Repeat word for word everything from the line containing "Target: blue tarpaulin roof" to the end of the listing, first and last lines included, and only that.

--- start Data in this exercise ---

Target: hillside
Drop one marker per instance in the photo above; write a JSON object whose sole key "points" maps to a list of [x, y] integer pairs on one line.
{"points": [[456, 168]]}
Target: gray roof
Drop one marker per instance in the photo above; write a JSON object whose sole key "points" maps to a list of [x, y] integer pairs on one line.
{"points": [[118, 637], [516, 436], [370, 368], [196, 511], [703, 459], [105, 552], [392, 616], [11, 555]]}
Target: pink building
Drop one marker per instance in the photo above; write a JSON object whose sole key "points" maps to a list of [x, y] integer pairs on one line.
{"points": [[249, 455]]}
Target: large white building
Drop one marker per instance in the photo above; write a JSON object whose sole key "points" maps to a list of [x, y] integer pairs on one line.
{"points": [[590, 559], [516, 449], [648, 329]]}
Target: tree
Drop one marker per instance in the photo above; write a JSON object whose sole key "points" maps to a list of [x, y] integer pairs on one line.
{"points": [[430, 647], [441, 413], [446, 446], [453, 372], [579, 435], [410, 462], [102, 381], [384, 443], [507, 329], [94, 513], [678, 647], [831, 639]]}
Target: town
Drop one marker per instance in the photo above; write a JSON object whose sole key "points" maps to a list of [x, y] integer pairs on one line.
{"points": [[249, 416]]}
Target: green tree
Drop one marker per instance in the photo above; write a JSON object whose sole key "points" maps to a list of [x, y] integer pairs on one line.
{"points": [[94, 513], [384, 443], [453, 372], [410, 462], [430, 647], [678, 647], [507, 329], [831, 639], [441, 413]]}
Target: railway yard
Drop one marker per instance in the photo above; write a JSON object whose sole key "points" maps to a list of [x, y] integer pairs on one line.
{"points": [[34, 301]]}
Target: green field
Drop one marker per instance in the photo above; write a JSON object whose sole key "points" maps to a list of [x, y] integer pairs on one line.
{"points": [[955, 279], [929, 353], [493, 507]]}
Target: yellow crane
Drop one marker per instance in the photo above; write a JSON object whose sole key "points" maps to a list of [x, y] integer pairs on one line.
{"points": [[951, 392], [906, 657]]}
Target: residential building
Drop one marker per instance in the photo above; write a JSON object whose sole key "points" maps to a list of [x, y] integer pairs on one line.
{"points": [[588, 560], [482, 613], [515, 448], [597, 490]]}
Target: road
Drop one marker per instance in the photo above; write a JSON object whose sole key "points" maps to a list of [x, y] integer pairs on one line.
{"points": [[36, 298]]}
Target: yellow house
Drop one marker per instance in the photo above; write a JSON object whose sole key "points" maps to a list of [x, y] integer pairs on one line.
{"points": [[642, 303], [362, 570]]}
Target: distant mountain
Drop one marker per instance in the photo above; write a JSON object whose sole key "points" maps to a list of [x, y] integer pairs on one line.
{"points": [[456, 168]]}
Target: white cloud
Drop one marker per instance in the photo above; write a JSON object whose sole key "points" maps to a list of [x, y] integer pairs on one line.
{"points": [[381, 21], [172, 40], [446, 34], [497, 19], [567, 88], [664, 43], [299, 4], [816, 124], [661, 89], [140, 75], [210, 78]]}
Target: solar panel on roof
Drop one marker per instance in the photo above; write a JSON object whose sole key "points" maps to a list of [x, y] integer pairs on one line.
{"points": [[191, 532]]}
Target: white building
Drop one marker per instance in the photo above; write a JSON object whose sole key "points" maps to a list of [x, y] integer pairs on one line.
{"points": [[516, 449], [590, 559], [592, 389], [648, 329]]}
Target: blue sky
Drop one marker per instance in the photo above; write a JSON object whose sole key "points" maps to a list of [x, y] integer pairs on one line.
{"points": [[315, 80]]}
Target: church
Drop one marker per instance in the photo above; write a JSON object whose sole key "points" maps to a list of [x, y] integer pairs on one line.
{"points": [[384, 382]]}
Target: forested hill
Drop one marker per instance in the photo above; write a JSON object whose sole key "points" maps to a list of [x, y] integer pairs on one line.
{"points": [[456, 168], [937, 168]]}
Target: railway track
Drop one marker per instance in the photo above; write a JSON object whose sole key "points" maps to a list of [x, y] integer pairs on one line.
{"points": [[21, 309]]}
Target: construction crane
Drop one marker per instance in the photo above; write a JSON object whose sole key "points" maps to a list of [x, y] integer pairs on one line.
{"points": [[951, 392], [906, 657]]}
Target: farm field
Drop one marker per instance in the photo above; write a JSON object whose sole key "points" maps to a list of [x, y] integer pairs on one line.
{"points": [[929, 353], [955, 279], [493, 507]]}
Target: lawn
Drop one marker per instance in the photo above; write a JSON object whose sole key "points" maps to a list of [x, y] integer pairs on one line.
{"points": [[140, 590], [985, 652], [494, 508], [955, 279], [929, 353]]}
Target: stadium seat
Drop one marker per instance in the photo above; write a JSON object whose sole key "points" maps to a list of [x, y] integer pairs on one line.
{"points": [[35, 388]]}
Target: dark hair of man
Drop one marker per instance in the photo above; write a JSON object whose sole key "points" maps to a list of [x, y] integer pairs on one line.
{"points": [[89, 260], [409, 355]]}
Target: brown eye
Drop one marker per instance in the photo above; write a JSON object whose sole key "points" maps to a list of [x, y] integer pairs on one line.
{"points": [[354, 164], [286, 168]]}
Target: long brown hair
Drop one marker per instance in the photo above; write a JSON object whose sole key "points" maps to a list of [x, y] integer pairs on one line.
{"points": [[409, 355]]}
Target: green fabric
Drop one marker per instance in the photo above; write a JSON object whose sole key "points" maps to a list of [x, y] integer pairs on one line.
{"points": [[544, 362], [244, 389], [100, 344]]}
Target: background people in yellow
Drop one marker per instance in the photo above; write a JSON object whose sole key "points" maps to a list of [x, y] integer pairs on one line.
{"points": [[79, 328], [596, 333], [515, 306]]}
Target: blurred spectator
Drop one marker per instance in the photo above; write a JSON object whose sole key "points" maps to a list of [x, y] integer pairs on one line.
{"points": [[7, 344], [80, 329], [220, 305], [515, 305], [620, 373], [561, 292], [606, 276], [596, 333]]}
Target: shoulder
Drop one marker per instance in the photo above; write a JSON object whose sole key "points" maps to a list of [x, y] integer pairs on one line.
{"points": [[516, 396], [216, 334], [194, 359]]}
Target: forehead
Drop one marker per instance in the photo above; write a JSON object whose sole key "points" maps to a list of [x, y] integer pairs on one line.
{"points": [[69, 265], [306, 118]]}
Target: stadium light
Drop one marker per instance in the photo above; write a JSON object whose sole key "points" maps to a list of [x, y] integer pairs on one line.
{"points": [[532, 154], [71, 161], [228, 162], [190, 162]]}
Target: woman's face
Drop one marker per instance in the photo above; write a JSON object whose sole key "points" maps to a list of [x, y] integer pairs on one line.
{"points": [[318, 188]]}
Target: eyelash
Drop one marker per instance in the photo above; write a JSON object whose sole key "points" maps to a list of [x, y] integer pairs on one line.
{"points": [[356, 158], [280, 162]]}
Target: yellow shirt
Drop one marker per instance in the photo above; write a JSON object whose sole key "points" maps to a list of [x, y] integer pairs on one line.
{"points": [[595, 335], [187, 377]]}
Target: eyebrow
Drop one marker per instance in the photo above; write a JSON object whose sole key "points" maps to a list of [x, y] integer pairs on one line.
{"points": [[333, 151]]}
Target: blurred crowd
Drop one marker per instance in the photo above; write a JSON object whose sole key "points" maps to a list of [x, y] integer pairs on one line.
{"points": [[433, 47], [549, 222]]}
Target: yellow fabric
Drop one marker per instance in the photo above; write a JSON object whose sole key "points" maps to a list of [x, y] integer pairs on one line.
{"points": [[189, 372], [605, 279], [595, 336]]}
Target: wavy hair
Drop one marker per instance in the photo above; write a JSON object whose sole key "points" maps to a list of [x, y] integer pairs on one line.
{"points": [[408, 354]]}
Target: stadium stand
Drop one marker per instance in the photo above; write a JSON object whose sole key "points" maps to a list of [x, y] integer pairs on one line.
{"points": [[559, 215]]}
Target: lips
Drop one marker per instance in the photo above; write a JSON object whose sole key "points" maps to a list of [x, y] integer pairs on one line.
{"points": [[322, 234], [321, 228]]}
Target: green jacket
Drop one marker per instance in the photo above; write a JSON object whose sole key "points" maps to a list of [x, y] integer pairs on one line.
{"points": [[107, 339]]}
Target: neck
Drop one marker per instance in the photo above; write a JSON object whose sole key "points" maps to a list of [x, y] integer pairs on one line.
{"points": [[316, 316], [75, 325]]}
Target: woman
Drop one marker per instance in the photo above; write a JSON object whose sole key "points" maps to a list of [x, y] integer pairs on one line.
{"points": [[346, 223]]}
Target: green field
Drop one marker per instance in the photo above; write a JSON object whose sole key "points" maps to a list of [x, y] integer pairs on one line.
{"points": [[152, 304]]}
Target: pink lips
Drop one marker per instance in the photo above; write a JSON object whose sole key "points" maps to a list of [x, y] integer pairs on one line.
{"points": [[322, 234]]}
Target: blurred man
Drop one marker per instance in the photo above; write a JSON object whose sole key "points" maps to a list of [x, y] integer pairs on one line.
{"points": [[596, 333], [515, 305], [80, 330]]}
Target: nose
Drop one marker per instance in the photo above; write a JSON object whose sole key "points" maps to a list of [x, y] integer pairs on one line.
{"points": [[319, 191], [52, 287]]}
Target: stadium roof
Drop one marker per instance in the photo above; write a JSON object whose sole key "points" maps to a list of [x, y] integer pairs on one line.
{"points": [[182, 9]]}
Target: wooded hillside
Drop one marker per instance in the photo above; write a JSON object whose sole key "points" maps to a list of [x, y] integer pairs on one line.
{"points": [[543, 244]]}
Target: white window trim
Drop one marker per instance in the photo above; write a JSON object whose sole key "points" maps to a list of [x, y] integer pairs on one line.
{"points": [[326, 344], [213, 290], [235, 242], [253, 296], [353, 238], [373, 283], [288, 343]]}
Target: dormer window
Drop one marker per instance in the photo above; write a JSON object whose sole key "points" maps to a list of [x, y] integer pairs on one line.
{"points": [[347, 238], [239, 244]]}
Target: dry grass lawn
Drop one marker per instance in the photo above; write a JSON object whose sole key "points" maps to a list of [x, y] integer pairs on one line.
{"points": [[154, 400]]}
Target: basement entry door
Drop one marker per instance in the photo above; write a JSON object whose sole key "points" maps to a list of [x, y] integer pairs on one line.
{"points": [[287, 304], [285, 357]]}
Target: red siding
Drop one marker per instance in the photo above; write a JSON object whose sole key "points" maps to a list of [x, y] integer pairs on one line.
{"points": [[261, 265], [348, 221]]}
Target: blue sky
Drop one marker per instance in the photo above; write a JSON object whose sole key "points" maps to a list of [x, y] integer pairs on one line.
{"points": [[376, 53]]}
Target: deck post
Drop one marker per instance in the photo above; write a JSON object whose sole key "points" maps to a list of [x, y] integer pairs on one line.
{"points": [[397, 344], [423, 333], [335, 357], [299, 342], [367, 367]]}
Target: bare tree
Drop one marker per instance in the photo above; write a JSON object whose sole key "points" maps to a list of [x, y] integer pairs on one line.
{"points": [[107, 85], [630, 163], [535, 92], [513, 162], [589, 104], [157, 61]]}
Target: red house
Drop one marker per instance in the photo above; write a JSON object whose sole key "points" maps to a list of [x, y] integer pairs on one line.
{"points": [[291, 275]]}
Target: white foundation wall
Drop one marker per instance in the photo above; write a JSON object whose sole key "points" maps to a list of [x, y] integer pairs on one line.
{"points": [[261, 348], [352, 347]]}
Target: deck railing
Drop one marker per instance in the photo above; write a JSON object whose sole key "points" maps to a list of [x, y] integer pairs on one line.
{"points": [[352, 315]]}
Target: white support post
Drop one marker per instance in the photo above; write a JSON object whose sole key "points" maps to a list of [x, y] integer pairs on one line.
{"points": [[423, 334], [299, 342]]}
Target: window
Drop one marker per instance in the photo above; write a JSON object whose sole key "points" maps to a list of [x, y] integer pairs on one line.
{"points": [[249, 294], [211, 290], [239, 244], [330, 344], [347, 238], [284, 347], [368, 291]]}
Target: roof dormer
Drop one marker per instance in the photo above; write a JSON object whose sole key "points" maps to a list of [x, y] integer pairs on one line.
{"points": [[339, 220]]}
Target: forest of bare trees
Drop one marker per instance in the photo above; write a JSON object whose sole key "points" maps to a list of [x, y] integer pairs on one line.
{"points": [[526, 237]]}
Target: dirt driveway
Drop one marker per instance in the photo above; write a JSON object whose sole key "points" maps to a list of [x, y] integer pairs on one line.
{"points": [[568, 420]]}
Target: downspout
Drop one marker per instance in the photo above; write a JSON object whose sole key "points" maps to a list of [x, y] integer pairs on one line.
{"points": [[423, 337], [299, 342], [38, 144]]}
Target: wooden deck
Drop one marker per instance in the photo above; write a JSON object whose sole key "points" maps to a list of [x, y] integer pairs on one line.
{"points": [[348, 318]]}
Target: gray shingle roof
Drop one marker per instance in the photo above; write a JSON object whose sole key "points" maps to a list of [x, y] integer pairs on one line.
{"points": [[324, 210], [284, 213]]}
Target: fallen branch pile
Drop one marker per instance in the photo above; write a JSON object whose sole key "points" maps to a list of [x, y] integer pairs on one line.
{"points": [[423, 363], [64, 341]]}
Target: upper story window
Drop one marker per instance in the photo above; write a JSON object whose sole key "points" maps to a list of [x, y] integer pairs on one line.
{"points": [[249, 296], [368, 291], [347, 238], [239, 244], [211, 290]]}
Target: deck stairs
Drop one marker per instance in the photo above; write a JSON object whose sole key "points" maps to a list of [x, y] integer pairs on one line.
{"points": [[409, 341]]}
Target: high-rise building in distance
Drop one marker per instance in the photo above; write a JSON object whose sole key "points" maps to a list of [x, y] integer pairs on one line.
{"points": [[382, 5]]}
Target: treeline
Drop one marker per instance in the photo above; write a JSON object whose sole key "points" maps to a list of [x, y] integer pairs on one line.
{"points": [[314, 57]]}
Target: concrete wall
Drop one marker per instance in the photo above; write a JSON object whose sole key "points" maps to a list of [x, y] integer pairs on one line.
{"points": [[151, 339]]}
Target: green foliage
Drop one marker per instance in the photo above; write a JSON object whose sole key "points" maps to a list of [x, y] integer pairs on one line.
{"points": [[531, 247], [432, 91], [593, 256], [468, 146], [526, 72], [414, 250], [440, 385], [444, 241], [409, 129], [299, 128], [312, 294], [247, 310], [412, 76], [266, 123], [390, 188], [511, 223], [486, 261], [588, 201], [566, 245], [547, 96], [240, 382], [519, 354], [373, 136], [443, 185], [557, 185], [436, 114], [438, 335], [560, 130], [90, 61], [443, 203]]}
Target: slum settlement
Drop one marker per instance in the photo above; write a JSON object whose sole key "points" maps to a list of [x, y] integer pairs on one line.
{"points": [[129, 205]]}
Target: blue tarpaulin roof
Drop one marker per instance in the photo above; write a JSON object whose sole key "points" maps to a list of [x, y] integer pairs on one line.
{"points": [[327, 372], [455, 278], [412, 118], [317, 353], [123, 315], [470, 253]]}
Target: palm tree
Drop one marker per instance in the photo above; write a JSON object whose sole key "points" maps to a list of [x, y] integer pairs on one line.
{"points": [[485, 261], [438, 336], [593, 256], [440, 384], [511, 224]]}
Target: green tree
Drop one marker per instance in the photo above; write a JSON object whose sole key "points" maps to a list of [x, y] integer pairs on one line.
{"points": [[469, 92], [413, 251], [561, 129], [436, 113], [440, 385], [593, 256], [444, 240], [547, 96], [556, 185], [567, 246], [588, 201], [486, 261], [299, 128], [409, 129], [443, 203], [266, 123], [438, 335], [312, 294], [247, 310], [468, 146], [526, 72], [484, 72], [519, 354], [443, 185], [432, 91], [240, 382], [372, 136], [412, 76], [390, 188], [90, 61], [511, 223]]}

--- end Data in this exercise ---

# The solution:
Target: blue tarpaulin roof
Drop one marker per instance in the photo above; write a JSON object whose sole key "points" maps to a list of [x, y] integer pairs on one line.
{"points": [[327, 372], [455, 278], [412, 118], [317, 353], [123, 315], [470, 253]]}
Target: palm tree
Drop one marker per instance in the photo above; write a JSON object whose sole key "points" maps to a list of [x, y] integer pairs on one line.
{"points": [[485, 261], [438, 336], [593, 256], [440, 384], [511, 224]]}
Target: green tree
Drop one marker per instance in the photo above; write a JSON object whose sole key "points" maps to a list of [x, y] integer pairs on one line.
{"points": [[469, 92], [413, 251], [561, 129], [436, 113], [440, 385], [593, 256], [444, 240], [547, 96], [556, 185], [567, 246], [588, 201], [486, 261], [299, 128], [409, 129], [443, 203], [266, 123], [438, 335], [312, 294], [247, 310], [468, 146], [526, 72], [484, 72], [519, 354], [443, 185], [432, 91], [240, 382], [372, 136], [412, 76], [390, 188], [90, 61], [511, 223]]}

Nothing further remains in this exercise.